BEGIN Dataset records
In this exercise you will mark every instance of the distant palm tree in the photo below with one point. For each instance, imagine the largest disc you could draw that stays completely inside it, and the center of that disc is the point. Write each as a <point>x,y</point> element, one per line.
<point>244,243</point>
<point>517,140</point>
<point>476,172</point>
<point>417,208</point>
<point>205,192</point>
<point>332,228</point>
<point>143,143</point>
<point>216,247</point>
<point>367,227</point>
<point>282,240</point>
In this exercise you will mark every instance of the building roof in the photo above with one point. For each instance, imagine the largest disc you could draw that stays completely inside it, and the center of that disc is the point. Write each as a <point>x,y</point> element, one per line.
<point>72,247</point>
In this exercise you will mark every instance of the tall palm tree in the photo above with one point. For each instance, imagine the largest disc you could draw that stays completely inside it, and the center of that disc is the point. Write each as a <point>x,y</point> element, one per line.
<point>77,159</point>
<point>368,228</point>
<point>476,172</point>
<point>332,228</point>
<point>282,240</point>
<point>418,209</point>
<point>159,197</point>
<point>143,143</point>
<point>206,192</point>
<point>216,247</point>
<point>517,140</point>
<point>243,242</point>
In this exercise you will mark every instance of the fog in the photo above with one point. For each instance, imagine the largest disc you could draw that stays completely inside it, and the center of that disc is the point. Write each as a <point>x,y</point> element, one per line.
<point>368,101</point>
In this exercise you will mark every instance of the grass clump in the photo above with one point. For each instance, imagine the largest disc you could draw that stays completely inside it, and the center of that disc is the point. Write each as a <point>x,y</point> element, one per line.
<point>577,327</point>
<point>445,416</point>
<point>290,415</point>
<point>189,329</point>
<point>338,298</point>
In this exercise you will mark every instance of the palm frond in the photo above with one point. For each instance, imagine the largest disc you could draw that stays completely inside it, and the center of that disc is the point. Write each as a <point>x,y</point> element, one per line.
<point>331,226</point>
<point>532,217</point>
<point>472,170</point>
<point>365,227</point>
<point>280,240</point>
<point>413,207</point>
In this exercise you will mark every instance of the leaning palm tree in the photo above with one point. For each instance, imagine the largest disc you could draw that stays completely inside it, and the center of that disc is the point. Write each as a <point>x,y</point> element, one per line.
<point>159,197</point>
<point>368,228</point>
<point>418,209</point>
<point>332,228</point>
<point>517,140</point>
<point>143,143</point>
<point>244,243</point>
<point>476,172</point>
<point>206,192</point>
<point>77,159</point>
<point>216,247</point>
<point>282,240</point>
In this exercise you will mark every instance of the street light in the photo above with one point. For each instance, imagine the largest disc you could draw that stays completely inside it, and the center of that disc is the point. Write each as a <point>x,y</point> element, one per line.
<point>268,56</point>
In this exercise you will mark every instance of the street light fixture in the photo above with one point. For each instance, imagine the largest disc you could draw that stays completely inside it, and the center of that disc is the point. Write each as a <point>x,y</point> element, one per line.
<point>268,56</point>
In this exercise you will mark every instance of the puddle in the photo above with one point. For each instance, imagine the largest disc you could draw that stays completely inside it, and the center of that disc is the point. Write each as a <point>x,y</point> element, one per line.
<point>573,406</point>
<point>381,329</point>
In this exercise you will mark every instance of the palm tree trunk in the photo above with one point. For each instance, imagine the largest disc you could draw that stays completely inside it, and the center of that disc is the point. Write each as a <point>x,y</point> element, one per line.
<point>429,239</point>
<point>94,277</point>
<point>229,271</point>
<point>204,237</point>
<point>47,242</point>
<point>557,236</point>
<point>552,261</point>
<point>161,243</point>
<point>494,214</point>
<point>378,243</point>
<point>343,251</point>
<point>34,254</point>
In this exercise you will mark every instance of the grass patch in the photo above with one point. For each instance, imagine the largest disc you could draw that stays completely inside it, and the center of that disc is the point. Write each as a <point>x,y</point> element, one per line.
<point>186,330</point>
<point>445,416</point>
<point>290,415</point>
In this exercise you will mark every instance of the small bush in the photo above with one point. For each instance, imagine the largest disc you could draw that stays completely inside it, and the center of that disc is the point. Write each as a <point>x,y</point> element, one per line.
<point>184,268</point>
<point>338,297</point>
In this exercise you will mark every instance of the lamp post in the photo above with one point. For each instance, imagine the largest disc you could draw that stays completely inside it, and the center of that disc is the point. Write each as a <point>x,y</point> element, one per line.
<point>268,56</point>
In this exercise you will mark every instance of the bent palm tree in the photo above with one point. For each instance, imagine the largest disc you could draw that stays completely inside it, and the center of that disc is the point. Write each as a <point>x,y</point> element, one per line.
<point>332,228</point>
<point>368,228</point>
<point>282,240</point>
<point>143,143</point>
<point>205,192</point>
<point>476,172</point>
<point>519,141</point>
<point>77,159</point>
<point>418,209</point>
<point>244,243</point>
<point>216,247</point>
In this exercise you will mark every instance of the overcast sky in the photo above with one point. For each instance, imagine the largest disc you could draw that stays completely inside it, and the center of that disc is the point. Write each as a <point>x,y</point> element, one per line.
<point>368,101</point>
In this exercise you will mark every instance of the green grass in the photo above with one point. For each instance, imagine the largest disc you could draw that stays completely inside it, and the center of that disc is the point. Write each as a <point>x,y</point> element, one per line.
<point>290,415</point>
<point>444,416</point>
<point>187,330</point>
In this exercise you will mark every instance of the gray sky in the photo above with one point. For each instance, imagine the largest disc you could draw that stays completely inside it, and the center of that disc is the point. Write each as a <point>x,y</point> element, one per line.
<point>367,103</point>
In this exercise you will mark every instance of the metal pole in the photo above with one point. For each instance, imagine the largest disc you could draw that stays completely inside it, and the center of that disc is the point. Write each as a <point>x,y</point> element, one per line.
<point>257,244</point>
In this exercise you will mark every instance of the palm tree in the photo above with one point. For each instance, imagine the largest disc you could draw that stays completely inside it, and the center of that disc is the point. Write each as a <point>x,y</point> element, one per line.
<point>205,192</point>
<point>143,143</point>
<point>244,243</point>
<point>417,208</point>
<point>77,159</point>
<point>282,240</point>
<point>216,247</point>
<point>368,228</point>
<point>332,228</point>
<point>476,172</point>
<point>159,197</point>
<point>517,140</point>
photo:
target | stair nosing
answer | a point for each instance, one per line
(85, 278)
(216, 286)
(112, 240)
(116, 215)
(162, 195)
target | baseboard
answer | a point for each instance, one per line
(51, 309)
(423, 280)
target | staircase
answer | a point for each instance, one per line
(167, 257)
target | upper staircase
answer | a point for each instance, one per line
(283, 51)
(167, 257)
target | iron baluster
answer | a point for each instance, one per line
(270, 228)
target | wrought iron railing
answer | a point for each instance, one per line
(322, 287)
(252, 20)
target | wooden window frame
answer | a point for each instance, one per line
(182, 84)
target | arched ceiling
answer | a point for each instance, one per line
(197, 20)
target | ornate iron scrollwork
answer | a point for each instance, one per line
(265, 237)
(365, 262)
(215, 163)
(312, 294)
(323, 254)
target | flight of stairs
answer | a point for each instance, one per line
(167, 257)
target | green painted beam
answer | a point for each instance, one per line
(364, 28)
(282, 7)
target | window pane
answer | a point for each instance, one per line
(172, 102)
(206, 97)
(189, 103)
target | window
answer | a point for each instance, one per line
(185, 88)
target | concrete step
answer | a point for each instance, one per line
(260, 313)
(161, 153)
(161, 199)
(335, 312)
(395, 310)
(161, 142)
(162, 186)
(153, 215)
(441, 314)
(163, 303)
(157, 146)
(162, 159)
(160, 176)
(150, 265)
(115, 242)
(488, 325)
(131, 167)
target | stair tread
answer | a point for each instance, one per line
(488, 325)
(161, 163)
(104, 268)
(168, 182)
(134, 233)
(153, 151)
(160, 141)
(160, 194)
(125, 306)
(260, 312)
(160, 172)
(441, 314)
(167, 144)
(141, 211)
END Dataset records
# [Objective]
Swap every occurrence of "palm tree" in the records above for "coconut palm", and reproduce the records with nothing else altered.

# [Expected output]
In this exercise you will mark every instance of the distant coconut palm in the photo below with one point. For each instance, imagine the largest disc you could draw that stays completely inside it, and the center of that disc is the point. Write each as a <point>x,y</point> element, one per line.
<point>244,243</point>
<point>517,140</point>
<point>476,172</point>
<point>417,208</point>
<point>205,192</point>
<point>332,228</point>
<point>143,143</point>
<point>216,247</point>
<point>367,227</point>
<point>282,240</point>
In this exercise you will mark every instance of the building roof in the photo above with one point. For each instance, imagine the largest disc you could draw that stays completely inside it, and the center of that disc is the point. Write each as a <point>x,y</point> element, one per line.
<point>72,247</point>
In this exercise you will mark every instance of the tall coconut palm in the photo above with one point. For each instance, imagine the largest disc you could draw that stays completely inside it, and the center of that disc is the point. Write each as a <point>x,y</point> element, one per line.
<point>77,159</point>
<point>368,228</point>
<point>476,172</point>
<point>332,228</point>
<point>282,240</point>
<point>418,209</point>
<point>159,197</point>
<point>143,143</point>
<point>206,192</point>
<point>216,247</point>
<point>517,140</point>
<point>243,242</point>
In this exercise you will mark every instance of the fog in the photo above with one point. For each instance, imagine the largest disc you could draw that stays completely inside it, and the center of that disc is the point. Write each as a <point>x,y</point> element, one per line.
<point>368,101</point>
In this exercise you will mark every instance of the grass clump in the photo above with one point. For each instance, imagine the largest disc you could draw that stays completely inside it, and the center of that disc is the point. Write each as a <point>x,y</point> element, one per line.
<point>577,327</point>
<point>445,416</point>
<point>290,415</point>
<point>189,329</point>
<point>338,298</point>
In this exercise you will mark every instance of the palm frond in the photo above with one point. For each instance, imagine the largest disc you could draw that stays completely inside it, and the center of that disc is the point. Write each as a <point>x,y</point> element, one per line.
<point>331,226</point>
<point>532,217</point>
<point>472,170</point>
<point>365,227</point>
<point>280,240</point>
<point>413,207</point>
In this exercise you will mark every instance of the leaning coconut palm in the photo above with one point. For each instance, imagine the largest disc you could draw that stays completely inside it, and the center of that disc is the point. Write each as a <point>x,y</point> element, one per line.
<point>159,197</point>
<point>368,228</point>
<point>418,209</point>
<point>332,228</point>
<point>517,140</point>
<point>143,143</point>
<point>244,243</point>
<point>476,172</point>
<point>206,192</point>
<point>77,159</point>
<point>216,247</point>
<point>282,240</point>
In this exercise you will mark every instance of the street light in the photo above with one point. For each instance, imagine the largest disc you could draw that stays completely inside it, and the center of that disc is the point. Write each as a <point>x,y</point> element, one per line.
<point>268,56</point>
In this exercise you will mark every instance of the street light fixture in the photo above with one point. For each instance, imagine the largest disc you could draw that stays completely inside it, and the center of that disc is the point. Write each as a <point>x,y</point> element, one per line.
<point>268,56</point>
In this exercise you will mark every instance of the puddle in the photo above with one point. For each instance, imagine the largest disc you could draw that stays completely inside it, and the center of that disc is the point. Write each as a <point>x,y</point> element, one per line.
<point>573,406</point>
<point>381,329</point>
In this exercise you will mark every instance of the coconut palm trunk in the photo above with one point. For each instance, imagine the largest disc you could draw that stays completely inside it, and the center of that disc is the point. Write each as a <point>x,y</point> element, one per line.
<point>429,239</point>
<point>94,277</point>
<point>229,271</point>
<point>204,237</point>
<point>47,242</point>
<point>557,236</point>
<point>552,261</point>
<point>161,243</point>
<point>494,214</point>
<point>378,243</point>
<point>343,251</point>
<point>34,254</point>
In this exercise you will mark every instance of the grass patch in the photo above with one point. For each instance, imagine the largest disc you could draw that stays completely inside it, and the center of that disc is the point. Write each as a <point>x,y</point> element, one per line.
<point>186,330</point>
<point>445,416</point>
<point>290,415</point>
In this exercise you will mark every instance of the small bush in the photo above with one point. For each instance, imagine the largest disc you could draw that stays completely inside it, and the center of that disc is the point. Write each as a <point>x,y</point> element, one per line.
<point>184,268</point>
<point>338,297</point>
In this exercise you will mark every instance of the lamp post in the photo above with one point. For each instance, imagine the largest disc you could draw that stays completely inside it, and the center of that disc is the point. Write each as a <point>x,y</point> element, one per line.
<point>268,56</point>
In this exercise you will mark every instance of the bent coconut palm in the photo above with one point. For each instance, imagine the largest disc you could draw that stays completely inside it, and the center of that disc is the point. Write each as a <point>x,y</point> element, one per line.
<point>332,228</point>
<point>368,228</point>
<point>282,240</point>
<point>143,143</point>
<point>205,192</point>
<point>476,172</point>
<point>519,141</point>
<point>77,159</point>
<point>418,209</point>
<point>244,243</point>
<point>216,247</point>
In this exercise you will mark every instance of the overcast sky in the photo above with one point. For each instance, imagine the largest disc you could draw that stays completely inside it, and the center of that disc is the point. Write each as a <point>x,y</point> element, one per line.
<point>368,101</point>
In this exercise you will mark every instance of the green grass in the photo above with one point. For each instance, imagine the largest disc you could draw that stays completely inside it, and the center of that disc is the point. Write each as a <point>x,y</point> element, one per line.
<point>290,415</point>
<point>444,416</point>
<point>187,330</point>
In this exercise you will mark every instance of the gray sky in the photo above with one point. For each instance, imagine the largest disc you could draw that stays completely inside it, and the center of that disc is the point. Write each as a <point>x,y</point> element, one per line.
<point>367,103</point>
In this exercise you will mark every instance of the metal pole in the photo above with one point. For each instance, imagine the largest disc you could draw that stays completely inside it, and the center of that disc is the point. Write each as a <point>x,y</point> element, one per line.
<point>257,244</point>
In this exercise you will mark every instance of the coconut palm in the photo above with one point. For each instance, imagine the largest disc you could draw that stays completely inside it, and the center of that disc is the point. Write each as a <point>x,y</point> element, one per line.
<point>205,192</point>
<point>143,143</point>
<point>244,243</point>
<point>417,208</point>
<point>77,159</point>
<point>282,240</point>
<point>216,247</point>
<point>368,228</point>
<point>332,228</point>
<point>476,172</point>
<point>159,197</point>
<point>517,140</point>
photo:
target | stair nosing
answer | a point for each instance, one per line
(85, 278)
(216, 286)
(112, 240)
(116, 215)
(162, 195)
target | baseboard
answer | a point for each instance, one per line
(51, 309)
(423, 280)
target | staircase
answer | a point for each instance, one per line
(167, 257)
target | upper staircase
answer | a point for each instance, one per line
(283, 51)
(167, 257)
target | iron baluster
answer | a point for each instance, one per line
(270, 228)
target | wrought iron railing
answer | a point for each instance, one per line
(322, 287)
(252, 20)
target | wooden window frame
answer | a point for each instance, one per line
(182, 84)
target | arched ceiling
answer | a point for each instance, one per line
(197, 20)
target | ornate iron scrollwork
answer | a point for each instance, one per line
(265, 237)
(365, 262)
(215, 163)
(312, 294)
(323, 254)
target | flight of stairs
answer | a point for each instance, one per line
(167, 257)
target | green painted beam
answer | a point for each instance, one per line
(364, 28)
(282, 7)
target | window pane
answer | a point for each instance, one per line
(172, 102)
(206, 97)
(189, 103)
target | window
answer | a point for each instance, one per line
(185, 88)
target | concrete step
answer | a point for each instance, one per line
(260, 313)
(161, 153)
(161, 199)
(335, 312)
(395, 310)
(161, 142)
(162, 186)
(153, 215)
(441, 314)
(163, 303)
(157, 146)
(162, 159)
(160, 176)
(150, 265)
(115, 242)
(488, 325)
(131, 167)
target | stair tread
answer | a point for each instance, one per line
(488, 325)
(161, 163)
(104, 268)
(168, 182)
(134, 233)
(153, 151)
(160, 141)
(160, 194)
(125, 306)
(260, 312)
(160, 172)
(441, 314)
(167, 144)
(141, 211)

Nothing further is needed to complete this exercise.